**EXERCISE OBJECTIVE**. If a line appears in the data below, it must appear in your answer exactly as given.

**SOURCE INFORMATION**.
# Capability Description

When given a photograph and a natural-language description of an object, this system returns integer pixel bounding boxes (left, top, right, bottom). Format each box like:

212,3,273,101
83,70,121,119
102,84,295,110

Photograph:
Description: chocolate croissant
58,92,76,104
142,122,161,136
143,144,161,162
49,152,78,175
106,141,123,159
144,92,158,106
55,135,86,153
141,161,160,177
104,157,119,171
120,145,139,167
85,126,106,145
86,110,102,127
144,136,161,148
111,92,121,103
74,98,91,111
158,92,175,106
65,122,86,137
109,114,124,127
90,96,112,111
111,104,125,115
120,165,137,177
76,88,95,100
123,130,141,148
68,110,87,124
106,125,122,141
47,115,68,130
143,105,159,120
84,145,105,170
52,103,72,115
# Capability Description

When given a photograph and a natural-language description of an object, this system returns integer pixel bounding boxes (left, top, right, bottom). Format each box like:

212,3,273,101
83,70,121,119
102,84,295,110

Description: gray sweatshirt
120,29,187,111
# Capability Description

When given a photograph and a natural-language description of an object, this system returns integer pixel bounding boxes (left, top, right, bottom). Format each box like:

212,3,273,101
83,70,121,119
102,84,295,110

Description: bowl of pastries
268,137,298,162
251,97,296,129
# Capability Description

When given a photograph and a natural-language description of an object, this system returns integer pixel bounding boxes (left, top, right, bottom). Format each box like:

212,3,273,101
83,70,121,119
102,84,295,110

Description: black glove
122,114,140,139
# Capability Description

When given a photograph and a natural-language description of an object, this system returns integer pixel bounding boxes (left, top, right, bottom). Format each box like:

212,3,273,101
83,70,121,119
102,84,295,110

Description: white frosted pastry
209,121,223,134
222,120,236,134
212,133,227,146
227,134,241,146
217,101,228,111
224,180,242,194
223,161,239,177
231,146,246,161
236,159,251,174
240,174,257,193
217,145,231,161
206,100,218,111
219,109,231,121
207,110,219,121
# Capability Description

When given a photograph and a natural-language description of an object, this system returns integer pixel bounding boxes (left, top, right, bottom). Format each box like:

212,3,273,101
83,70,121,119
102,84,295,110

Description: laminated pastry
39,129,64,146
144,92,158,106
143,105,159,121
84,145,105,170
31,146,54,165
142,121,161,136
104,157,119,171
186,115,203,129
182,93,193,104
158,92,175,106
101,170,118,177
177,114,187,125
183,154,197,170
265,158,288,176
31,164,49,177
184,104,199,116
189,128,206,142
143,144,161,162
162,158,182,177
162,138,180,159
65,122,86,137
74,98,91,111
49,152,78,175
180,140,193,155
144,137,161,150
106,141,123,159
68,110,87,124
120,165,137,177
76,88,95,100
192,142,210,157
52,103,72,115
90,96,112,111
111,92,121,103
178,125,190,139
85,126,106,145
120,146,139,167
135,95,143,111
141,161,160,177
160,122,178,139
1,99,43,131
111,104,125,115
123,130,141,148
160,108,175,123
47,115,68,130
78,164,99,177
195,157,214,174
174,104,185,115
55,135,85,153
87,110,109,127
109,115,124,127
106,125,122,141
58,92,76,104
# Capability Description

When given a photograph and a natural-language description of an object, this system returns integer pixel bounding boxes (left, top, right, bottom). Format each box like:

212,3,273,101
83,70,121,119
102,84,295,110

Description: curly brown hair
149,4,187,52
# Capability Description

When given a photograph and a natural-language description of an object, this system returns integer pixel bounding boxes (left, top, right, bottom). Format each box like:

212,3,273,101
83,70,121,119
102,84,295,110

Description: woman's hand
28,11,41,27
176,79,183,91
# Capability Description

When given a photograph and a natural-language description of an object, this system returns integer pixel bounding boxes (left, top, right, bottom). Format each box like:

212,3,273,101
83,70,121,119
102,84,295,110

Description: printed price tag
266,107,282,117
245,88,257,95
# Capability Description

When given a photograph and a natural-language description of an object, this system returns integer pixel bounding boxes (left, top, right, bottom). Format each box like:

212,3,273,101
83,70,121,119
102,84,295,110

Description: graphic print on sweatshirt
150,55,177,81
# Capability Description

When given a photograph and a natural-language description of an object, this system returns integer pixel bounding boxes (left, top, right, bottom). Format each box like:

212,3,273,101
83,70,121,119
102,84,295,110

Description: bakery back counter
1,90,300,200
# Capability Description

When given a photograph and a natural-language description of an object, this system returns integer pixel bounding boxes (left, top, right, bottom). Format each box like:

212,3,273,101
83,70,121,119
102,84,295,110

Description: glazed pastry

**SOLUTION FOR THIS PROBLEM**.
# Capability Description

When given a photograph and a natural-language description of an object, this system returns integer pixel bounding boxes (left, top, right, bottom). Format each box like:

212,3,273,101
83,70,121,119
102,84,295,110

Photograph:
Description: chocolate croissant
58,92,76,104
142,122,161,136
143,144,161,162
49,152,78,175
106,141,123,159
144,92,158,106
55,135,86,153
141,161,160,177
104,157,119,171
120,145,139,167
85,126,106,145
86,110,102,127
144,136,161,148
111,92,121,103
74,98,91,111
158,92,175,106
65,122,86,137
109,114,124,127
90,96,112,111
111,104,125,115
120,165,137,177
76,88,95,100
123,130,141,148
68,110,87,124
106,125,122,141
47,115,68,130
143,105,159,120
84,145,105,170
52,103,72,115
# Capability Description

When given a photograph and a natural-language description of an object, this system returns integer pixel bounding boxes (left, top, right, bottom). Format each box like:

212,3,273,101
83,70,121,119
102,84,295,110

Description: gray sweatshirt
120,29,187,111
# Capability Description

When given a photograph and a natural-language description of an object, this system returns integer pixel bounding boxes (left, top, right, bottom). Format each box like:

212,3,273,101
83,70,121,119
102,84,295,110

Description: bowl of pastries
268,137,298,162
251,97,296,129
# Capability Description

When given a photograph and a natural-language description of an object, this system returns integer pixel bounding boxes (left, top, right, bottom). Format each box like:

212,3,273,101
83,70,121,119
102,84,295,110

Description: black glove
122,114,140,139
# Capability Description

When given a photograph and a natural-language description of an object, this system returns integer pixel bounding boxes (left, top, right, bottom). Format each box like:

212,3,273,101
83,70,121,119
102,84,295,110

Description: white frosted pastry
209,121,223,134
222,120,236,134
212,133,227,146
227,134,241,146
217,101,228,111
224,180,242,194
223,161,239,177
231,146,246,161
236,159,251,174
240,174,257,193
217,145,231,161
206,100,218,111
219,109,231,121
207,110,219,121
# Capability Description

When given a photograph and a natural-language description of an object, this system returns integer pixel bounding boxes (left, top, right, bottom). Format each box like:

212,3,273,101
83,70,121,119
102,84,295,110

Description: laminated pastry
39,129,64,146
144,92,158,106
143,105,159,121
84,145,105,170
31,146,54,165
142,121,161,136
104,157,119,171
186,115,203,129
182,93,193,104
158,92,175,106
101,170,118,177
177,114,187,125
183,154,197,170
265,158,288,176
31,164,49,177
184,104,199,116
189,128,206,142
143,144,161,162
162,158,182,177
162,138,180,159
65,122,86,137
74,98,91,111
49,152,78,175
180,140,193,155
144,137,161,150
106,141,123,159
68,110,87,124
120,165,137,177
76,88,95,100
192,142,210,157
52,103,72,115
90,96,112,111
111,92,121,103
178,125,190,139
85,126,106,145
120,146,139,167
135,95,143,111
141,161,160,177
160,122,178,139
1,99,43,131
111,104,125,115
123,130,141,148
160,108,175,123
47,115,68,130
78,164,99,177
195,157,214,174
174,104,185,115
55,135,85,153
87,110,109,127
109,115,124,127
106,125,122,141
58,92,76,104
# Capability Description

When given a photograph and a natural-language description of an object, this system returns integer pixel bounding boxes (left, top, right, bottom). Format each box like:

212,3,273,101
83,70,121,119
102,84,295,110

Description: curly brown hair
149,4,187,52
# Capability Description

When given a photograph and a natural-language description of an object, this system returns integer pixel bounding boxes (left, top, right, bottom). Format each box like:

212,3,273,101
83,70,121,119
102,84,295,110

Description: woman's hand
28,11,41,27
176,79,183,91
# Capability Description

When given a photograph and a natural-language description of an object, this system returns integer pixel bounding boxes (left, top, right, bottom). Format each box like:

212,3,273,101
83,70,121,119
102,84,295,110

Description: printed price tag
266,107,282,117
245,88,257,95
# Capability Description

When given a photograph and a natural-language description of an object, this system returns integer pixel bounding boxes (left, top, right, bottom). Format each box like:

212,3,273,101
83,70,121,119
102,84,295,110

Description: graphic print on sweatshirt
150,55,177,81
# Capability Description

When given a photograph and a natural-language description of an object, this system returns integer pixel bounding boxes (left, top, right, bottom). Format each box like:

212,3,273,101
83,70,121,119
102,84,295,110

Description: bakery back counter
1,90,300,200
# Capability Description

When given a photograph and a natural-language description of an object, this system returns integer pixel bounding boxes (left, top, right, bottom). Format each box like:

212,3,273,101
83,70,121,119
102,84,295,110

Description: glazed pastry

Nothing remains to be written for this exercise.